## What needs to be done
Using the data below, return every line that holds the word "curled".

Excerpts from a dataset:
=== Section Start ===
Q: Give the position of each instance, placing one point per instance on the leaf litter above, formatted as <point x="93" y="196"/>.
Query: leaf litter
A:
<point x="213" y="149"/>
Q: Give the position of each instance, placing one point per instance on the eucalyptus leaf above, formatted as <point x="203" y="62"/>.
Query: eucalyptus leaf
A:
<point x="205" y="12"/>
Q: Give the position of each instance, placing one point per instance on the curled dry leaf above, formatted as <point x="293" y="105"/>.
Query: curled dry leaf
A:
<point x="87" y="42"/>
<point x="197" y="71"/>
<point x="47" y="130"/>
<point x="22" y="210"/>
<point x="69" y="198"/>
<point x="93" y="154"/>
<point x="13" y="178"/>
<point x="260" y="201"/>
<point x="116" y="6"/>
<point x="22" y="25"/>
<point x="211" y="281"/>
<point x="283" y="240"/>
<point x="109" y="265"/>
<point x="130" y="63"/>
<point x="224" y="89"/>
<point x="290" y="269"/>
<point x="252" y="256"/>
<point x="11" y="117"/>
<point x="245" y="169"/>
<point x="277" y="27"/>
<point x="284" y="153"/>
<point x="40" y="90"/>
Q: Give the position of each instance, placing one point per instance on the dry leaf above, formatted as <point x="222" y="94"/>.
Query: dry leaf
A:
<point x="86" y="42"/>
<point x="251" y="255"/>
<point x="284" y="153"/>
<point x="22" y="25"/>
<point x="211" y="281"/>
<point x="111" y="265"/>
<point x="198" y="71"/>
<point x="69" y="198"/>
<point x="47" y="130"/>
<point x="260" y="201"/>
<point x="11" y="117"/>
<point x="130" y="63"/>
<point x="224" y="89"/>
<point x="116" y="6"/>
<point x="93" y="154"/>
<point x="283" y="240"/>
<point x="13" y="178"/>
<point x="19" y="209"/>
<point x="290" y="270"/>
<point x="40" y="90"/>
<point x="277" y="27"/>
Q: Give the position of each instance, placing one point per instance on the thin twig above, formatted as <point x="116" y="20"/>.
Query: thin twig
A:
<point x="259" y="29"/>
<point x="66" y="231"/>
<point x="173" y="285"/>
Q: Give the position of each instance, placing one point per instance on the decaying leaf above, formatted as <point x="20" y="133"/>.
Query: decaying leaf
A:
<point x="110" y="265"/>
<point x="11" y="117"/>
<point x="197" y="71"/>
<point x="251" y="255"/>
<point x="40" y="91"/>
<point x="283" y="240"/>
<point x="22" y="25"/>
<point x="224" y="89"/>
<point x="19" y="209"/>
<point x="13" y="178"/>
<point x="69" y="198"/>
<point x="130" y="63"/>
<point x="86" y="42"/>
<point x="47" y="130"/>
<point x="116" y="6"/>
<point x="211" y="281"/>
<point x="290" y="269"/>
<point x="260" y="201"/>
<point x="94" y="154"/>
=== Section End ===
=== Section Start ===
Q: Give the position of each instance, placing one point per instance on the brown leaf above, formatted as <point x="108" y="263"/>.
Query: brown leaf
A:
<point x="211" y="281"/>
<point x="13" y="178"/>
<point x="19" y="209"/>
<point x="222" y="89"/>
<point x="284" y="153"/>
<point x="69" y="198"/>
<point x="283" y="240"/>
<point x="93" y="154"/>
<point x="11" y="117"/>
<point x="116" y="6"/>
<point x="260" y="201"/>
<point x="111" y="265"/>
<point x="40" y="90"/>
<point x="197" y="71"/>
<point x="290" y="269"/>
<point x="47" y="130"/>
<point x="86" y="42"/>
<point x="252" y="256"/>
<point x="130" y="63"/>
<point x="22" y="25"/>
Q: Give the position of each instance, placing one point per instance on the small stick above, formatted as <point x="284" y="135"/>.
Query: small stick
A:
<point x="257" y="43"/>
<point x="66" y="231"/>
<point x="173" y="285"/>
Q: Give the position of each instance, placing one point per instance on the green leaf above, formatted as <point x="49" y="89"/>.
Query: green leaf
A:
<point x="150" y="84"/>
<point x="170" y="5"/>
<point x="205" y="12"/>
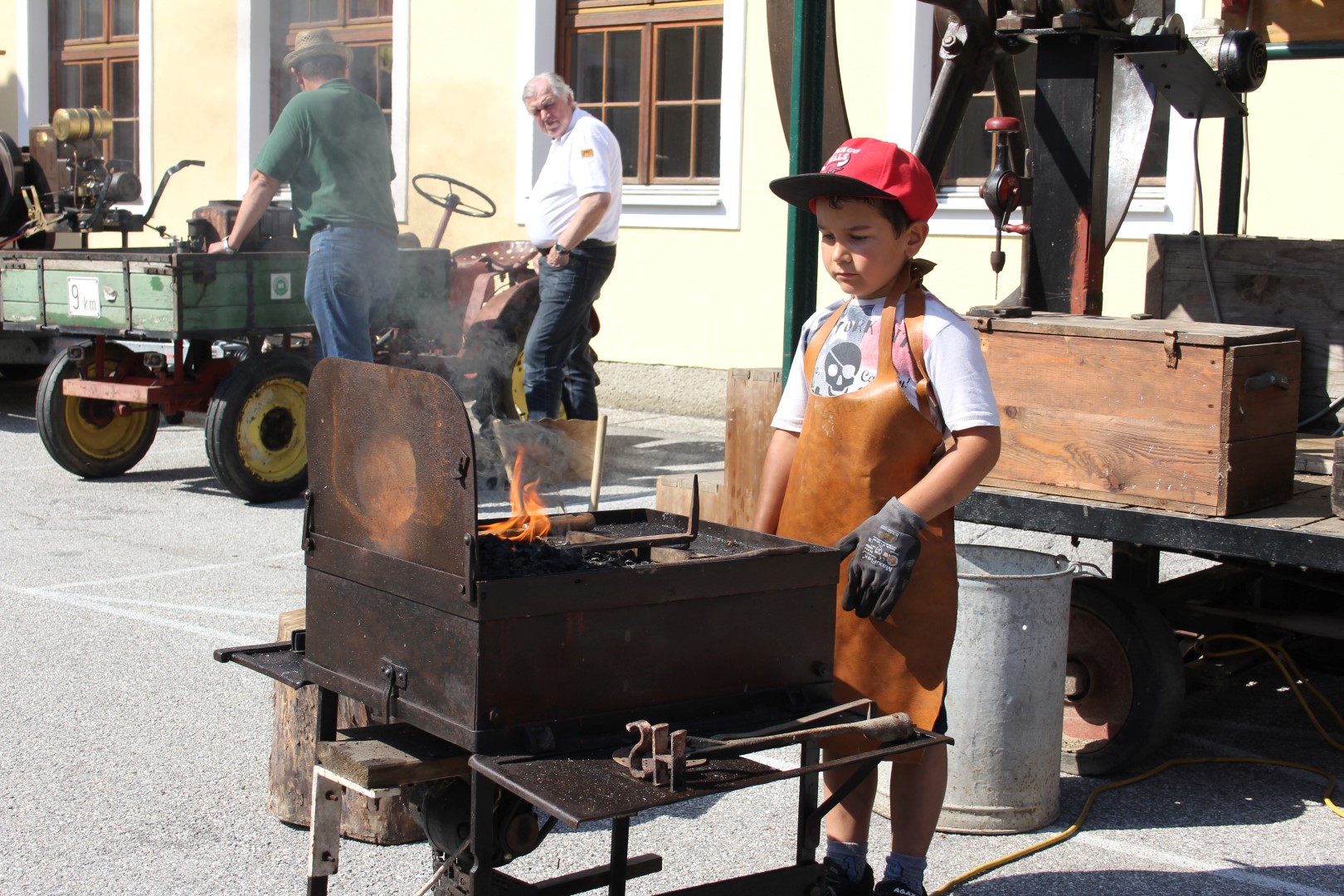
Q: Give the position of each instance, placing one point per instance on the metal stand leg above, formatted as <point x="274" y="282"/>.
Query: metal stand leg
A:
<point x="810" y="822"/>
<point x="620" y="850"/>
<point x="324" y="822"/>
=== Section End ===
=== Section Start ===
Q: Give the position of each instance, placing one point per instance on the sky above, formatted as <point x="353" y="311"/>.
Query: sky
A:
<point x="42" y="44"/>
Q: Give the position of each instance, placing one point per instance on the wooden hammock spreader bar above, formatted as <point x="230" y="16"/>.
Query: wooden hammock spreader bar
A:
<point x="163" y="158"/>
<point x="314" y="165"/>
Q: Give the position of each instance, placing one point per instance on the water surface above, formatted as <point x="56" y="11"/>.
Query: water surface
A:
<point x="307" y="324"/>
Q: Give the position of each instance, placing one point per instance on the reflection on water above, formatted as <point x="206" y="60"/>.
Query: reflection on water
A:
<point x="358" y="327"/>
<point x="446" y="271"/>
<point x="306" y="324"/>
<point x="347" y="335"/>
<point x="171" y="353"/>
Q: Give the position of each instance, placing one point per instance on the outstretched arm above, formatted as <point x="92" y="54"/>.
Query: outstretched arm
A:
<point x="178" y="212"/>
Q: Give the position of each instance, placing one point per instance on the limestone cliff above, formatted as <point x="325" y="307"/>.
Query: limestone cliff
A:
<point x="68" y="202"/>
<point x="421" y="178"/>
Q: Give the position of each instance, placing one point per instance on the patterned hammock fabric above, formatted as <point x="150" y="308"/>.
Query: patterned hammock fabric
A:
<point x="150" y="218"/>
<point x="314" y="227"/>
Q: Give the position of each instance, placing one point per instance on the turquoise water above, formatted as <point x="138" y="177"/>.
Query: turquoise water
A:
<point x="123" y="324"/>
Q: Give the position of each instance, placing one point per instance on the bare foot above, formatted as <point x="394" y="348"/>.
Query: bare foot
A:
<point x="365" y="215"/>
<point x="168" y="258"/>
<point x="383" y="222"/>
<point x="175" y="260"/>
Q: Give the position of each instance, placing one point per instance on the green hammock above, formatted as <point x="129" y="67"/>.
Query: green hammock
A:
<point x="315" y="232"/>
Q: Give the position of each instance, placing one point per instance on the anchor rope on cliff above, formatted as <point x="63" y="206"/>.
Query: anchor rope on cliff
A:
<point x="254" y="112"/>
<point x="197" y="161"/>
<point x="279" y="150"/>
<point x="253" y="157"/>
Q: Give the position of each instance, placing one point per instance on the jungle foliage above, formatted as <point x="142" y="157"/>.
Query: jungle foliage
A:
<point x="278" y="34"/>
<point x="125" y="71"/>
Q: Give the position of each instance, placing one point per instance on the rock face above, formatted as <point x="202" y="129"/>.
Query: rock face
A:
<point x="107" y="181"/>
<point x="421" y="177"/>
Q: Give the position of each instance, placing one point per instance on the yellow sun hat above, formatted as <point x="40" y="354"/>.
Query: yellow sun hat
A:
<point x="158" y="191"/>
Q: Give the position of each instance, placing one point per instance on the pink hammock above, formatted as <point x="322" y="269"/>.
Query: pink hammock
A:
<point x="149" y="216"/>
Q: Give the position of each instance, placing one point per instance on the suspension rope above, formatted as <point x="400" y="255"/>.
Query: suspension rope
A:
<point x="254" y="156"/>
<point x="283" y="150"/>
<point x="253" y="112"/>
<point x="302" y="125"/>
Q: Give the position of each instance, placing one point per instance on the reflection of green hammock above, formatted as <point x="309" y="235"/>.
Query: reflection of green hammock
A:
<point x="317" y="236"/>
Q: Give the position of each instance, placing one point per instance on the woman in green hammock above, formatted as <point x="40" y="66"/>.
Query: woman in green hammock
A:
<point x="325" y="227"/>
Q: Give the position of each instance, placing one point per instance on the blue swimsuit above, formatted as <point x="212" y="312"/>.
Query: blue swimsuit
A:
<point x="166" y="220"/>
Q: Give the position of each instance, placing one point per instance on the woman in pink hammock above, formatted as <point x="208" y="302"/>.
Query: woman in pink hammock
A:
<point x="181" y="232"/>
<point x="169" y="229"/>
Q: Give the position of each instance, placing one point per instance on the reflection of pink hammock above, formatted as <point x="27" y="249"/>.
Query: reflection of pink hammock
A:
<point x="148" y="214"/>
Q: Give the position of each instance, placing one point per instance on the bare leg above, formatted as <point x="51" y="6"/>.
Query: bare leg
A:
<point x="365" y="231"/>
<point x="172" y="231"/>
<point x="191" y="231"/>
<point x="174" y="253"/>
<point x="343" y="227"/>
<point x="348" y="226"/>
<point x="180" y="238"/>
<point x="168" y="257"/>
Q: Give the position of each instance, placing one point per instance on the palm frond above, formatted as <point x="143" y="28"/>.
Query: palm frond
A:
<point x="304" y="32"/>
=== Section End ===
## Task solution
Q: Give the position of each instance, placing one point per instance on the curled dry leaf above, formatted as <point x="293" y="105"/>.
Query: curled dry leaf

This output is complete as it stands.